Yeah I also noticed the install instructions is run this batch file that gets administrator access and starts downloading things…

gruez

12 hours ago

It's not any worse than all the projects on github with an "easy" install instructions of "curl ... | sudo sh". Heck, even an innocent "sudo make install" command can easily contain a malicious payload.

elif

3 hours ago

Yea not to mention the entire homebrew ecosystem is built around trusting random people's shell scripts.

MacOS devs blindly trust it like it's the app store.

pmarreck

5 minutes ago

A simple `brew cat <packagename>` (possibly piping to bat if you want syntax highlighting) should spit out the ruby install formula for that package, for inspection.

tonyedgecombe

9 hours ago

It's not really the sort of tool that should require admin rights though.

chefandy

12 hours ago

Yeah it’s not great but it’s definitely not unusual. And windows reputation-based execution blocking does have false positives. I work for a company that has some very very popular products and some that only see a few dozen downloads per week, and despite being signed, it still takes a while for new versions to build enough rep to not trigger the block.

muglug

13 hours ago

These tools make it very easy to scam vulnerable people, and have pretty limited use otherwise.

mistercow

2 hours ago

It’s weird to me that people look at a technology and then assume from their reckoning that they know all the uses for that technology immediately. Most technological progress happens because someone notices a creative use for something that already exists which nobody else has noticed.

Larrikin

12 hours ago

I'm absolutely using celebrity voices for my Home Assistant voice. Amazon has spent the last couple years removing the voices for Alexa that people had paid for.

nickthegreek

an hour ago

I’d love some more info on using custom voices in HA. I have an esp32-s3-box that I am setting up holiday to do voice with HA.

chefandy

12 hours ago

To be fair, they’ve got pretty serious potential for letting tech companies get paid for a seasoned voice actor’s unique delivery, tone, inflection, etc rather than the voice actor themselves.

whaaaaat

10 hours ago

> they’ve got pretty serious potential for letting tech companies get paid for a seasoned voice actor’s unique delivery, tone, inflection, etc rather than the voice actor themselves.

I think you mean "steal the labor of an actor"?

chefandy

10 hours ago

Sure, and people that already agree with you will feel good reading it, but other people who don’t agree see it as an attack. It’s pretty much impossible to slip a new idea into someone’s mind if your approach made them slam the door before even considering it. So what’s the benefit of saying it like that?

gmueckl

10 hours ago

It calls attention to the ethical implications of using a part of someone else's personal identity without their direct involvement.

MrDrMcCoy

9 hours ago

Indirect involvement can still be ok within the confines of a license agreement for using the actor's voice.

ideashower

2 hours ago

> Indirect involvement can still be ok within the confines of a license agreement for using the actor's voice.

This assumes existence of a license agreement or likeness/right of publicity law that prevents unauthorized use. But this is far from the case.

Companies have shown willingness to use actors’ voices to create synthetic voices without permission, compensation, or regard for their livelihoods. [1][2][3]

[1] https://animehunch.com/popular-japanese-voice-actors-band-to...

[2] https://www.theatlantic.com/technology/archive/2024/05/eleve...

[3] https://www.yahoo.com/entertainment/morgan-freeman-calls-una...

▶ **Direction a**:
Which lines of the records contain the string "cloud"? Pull out each of them, matching case exactly.
The forum thread has no connection to the records.

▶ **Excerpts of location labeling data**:
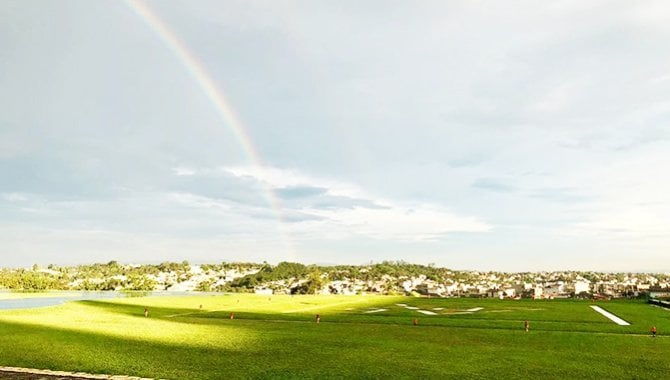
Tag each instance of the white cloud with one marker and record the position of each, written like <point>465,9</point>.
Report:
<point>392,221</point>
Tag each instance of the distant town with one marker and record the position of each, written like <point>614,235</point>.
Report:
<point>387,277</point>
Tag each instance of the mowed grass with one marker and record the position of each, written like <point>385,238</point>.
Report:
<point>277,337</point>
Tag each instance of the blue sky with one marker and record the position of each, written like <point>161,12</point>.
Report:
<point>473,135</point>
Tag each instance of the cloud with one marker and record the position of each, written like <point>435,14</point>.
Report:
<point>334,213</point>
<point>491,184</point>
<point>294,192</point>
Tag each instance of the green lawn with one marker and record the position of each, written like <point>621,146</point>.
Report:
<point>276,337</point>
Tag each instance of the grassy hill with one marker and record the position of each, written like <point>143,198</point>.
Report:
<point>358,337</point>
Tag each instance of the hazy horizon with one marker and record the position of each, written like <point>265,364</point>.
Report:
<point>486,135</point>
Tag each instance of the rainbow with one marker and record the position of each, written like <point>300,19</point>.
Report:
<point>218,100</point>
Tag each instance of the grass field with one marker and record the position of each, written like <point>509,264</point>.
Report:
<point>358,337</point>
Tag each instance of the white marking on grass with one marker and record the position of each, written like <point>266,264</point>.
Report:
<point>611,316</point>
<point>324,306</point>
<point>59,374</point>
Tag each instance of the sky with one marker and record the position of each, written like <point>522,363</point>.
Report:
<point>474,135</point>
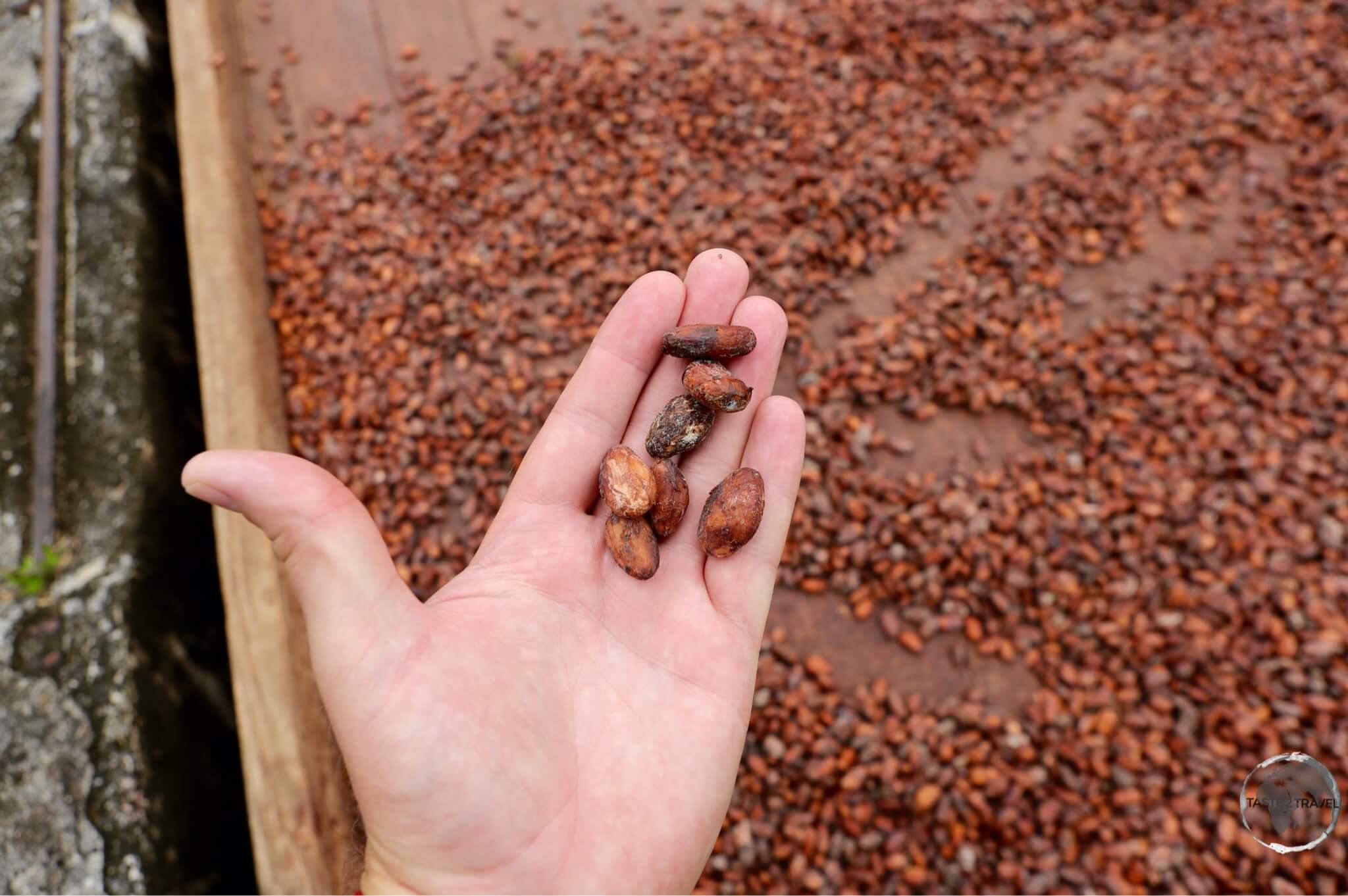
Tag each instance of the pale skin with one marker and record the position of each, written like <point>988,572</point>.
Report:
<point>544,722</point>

▶ **Direction b**:
What website domains appear in the links cited in the forum thread?

▶ **Task solution a**:
Tag each instance of the white cloud with one marker and record the position of each, written like <point>465,9</point>.
Tag each instance of the cloud with one marker and record the position of each, written like <point>435,14</point>.

▶ **Task solution b**:
animehunch.com
www.theatlantic.com
www.yahoo.com